Aim of the exercise | Take the line that contains "the white chair" and each line after it in the material below, and transcribe them exactly, stopping at the end.

Top of Dataset records

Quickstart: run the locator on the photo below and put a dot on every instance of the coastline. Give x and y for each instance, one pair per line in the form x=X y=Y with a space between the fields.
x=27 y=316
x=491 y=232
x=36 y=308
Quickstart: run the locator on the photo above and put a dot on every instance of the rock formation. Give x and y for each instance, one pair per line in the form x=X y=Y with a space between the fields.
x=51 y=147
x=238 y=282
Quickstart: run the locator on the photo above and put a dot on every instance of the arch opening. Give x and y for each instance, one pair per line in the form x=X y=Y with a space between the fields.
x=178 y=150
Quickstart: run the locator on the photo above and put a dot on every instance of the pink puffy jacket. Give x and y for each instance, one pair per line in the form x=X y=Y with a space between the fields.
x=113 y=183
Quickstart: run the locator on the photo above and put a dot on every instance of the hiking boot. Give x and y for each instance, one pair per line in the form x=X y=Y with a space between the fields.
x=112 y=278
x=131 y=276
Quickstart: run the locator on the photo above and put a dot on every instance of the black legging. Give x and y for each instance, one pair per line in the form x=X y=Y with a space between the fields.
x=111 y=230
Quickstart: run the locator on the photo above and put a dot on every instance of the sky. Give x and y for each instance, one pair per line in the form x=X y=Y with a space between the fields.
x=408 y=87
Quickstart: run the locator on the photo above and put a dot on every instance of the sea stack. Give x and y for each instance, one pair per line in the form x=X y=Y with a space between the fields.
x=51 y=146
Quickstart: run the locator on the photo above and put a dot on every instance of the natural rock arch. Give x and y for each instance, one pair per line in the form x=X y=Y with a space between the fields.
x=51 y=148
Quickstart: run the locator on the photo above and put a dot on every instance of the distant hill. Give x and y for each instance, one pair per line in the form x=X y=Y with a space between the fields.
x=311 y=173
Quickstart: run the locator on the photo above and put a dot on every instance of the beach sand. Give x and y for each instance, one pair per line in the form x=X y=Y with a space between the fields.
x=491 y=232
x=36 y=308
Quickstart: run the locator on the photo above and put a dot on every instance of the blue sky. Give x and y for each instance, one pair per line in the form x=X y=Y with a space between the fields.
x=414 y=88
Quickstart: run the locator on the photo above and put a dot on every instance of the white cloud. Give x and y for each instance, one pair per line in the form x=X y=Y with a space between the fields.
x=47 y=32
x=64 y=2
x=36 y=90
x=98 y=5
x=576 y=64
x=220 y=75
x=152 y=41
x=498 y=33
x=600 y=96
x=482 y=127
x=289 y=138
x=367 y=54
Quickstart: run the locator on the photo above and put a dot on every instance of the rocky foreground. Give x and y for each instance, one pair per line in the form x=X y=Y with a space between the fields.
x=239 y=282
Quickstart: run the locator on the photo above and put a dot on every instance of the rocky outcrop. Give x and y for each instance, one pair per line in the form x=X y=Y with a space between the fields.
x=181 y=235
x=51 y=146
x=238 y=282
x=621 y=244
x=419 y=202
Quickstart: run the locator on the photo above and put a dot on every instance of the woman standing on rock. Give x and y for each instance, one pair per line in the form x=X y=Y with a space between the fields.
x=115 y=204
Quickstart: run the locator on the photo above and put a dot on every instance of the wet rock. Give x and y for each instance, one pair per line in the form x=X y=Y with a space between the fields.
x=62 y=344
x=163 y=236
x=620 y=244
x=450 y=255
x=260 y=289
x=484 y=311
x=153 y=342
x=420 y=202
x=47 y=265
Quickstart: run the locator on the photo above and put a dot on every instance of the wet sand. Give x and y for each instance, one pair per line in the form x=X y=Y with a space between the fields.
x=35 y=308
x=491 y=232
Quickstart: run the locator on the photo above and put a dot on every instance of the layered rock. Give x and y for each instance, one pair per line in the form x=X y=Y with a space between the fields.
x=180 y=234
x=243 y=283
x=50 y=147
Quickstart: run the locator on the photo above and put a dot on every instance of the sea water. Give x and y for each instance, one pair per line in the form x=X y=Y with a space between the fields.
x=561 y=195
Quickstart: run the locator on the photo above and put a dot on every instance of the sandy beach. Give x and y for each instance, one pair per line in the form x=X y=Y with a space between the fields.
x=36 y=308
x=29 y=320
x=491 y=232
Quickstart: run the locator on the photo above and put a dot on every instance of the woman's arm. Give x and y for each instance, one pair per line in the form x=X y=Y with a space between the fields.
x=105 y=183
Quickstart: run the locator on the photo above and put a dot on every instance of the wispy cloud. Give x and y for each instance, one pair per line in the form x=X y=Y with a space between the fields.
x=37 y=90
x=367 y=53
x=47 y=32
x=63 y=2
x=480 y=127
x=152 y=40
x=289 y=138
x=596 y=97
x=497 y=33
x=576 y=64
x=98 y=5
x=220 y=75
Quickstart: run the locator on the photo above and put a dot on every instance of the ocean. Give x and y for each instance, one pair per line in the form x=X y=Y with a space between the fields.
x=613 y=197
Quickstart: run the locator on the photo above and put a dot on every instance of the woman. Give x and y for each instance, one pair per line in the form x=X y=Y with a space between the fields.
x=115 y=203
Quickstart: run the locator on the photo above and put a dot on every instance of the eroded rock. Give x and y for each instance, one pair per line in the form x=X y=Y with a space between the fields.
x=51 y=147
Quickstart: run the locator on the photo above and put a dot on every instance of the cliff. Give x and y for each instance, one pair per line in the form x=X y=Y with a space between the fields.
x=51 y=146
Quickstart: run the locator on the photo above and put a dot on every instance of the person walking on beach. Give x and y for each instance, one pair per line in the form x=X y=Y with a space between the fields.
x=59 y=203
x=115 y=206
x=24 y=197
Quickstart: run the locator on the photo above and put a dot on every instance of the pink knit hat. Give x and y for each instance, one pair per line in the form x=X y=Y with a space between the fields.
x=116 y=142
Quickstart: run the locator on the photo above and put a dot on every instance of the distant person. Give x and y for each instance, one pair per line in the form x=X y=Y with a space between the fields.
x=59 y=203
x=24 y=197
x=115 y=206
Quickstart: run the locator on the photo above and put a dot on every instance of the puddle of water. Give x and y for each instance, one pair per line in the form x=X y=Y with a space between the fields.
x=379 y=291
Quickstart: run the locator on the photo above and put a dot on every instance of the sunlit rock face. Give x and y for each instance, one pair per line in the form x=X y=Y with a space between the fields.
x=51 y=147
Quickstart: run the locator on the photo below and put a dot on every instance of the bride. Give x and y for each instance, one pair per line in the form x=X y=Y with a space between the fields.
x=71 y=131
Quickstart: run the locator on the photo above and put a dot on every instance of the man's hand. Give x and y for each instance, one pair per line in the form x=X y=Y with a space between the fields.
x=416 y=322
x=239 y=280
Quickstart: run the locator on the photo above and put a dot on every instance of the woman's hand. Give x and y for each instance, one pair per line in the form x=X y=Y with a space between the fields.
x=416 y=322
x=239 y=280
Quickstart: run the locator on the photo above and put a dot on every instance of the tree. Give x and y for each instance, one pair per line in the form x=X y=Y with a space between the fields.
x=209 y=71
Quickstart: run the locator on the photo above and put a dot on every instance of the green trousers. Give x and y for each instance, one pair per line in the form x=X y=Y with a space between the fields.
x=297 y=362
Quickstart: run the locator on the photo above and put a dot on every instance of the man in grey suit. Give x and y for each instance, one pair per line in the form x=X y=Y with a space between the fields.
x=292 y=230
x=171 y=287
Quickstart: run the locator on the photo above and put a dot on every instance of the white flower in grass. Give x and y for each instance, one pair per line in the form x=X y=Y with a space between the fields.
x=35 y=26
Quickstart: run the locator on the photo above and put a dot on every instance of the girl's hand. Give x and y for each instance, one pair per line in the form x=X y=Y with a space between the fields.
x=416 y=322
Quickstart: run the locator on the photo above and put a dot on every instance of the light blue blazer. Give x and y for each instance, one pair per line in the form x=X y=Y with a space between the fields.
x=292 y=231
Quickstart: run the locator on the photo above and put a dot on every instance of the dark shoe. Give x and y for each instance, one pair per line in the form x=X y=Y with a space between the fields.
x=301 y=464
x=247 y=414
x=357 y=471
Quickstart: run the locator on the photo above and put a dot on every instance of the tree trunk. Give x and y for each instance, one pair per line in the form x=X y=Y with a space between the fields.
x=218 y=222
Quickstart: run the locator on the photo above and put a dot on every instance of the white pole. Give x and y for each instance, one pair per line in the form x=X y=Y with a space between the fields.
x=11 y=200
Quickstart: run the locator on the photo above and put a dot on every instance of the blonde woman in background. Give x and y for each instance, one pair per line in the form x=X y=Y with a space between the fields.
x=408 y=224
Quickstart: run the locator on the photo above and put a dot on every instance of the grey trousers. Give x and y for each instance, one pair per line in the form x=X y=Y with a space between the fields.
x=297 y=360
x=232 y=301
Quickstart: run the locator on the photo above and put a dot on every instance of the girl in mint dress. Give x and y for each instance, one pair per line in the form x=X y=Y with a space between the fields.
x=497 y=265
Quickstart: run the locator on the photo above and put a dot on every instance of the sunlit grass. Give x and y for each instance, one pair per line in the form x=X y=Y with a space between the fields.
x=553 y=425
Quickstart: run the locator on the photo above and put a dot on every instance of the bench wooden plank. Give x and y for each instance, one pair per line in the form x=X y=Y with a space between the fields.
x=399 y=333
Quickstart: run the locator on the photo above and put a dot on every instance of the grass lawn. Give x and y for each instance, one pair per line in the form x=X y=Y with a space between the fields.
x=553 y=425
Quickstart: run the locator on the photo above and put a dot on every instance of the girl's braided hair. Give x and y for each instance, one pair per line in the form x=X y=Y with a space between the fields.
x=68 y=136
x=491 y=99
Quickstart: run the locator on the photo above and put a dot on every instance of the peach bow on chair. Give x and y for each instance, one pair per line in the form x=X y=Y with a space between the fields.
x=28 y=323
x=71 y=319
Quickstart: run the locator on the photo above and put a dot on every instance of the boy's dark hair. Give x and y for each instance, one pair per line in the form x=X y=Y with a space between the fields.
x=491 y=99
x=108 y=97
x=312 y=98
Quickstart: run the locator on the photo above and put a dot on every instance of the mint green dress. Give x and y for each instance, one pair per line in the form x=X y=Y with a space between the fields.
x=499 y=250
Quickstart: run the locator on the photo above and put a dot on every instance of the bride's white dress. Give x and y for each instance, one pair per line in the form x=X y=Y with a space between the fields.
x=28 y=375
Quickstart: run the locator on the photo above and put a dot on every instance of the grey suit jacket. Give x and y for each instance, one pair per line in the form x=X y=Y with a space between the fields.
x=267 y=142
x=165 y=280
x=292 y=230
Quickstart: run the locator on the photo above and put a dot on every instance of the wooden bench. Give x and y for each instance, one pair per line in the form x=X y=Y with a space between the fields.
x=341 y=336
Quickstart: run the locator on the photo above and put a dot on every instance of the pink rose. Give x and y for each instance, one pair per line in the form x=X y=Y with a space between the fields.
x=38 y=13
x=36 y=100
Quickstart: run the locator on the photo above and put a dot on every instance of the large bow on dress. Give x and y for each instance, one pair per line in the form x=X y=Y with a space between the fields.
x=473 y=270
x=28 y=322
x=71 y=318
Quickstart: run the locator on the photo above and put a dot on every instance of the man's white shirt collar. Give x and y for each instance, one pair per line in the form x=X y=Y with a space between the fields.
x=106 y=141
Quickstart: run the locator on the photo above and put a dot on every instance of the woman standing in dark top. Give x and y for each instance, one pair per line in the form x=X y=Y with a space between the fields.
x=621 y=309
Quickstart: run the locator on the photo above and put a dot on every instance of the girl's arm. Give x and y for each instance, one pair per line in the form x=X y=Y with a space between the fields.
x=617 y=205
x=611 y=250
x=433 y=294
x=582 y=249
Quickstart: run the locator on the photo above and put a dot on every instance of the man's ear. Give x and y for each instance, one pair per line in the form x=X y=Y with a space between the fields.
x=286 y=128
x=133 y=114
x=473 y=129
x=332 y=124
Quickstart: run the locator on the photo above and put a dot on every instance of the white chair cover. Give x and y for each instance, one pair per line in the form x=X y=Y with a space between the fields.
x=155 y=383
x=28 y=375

Bottom of Dataset records

Task result |
Quickstart: run the locator on the photo above and put a dot on every instance of the white chair cover. Give x and y for each instance, one pair per line in the form x=X y=Y with a space between the fields.
x=155 y=383
x=28 y=375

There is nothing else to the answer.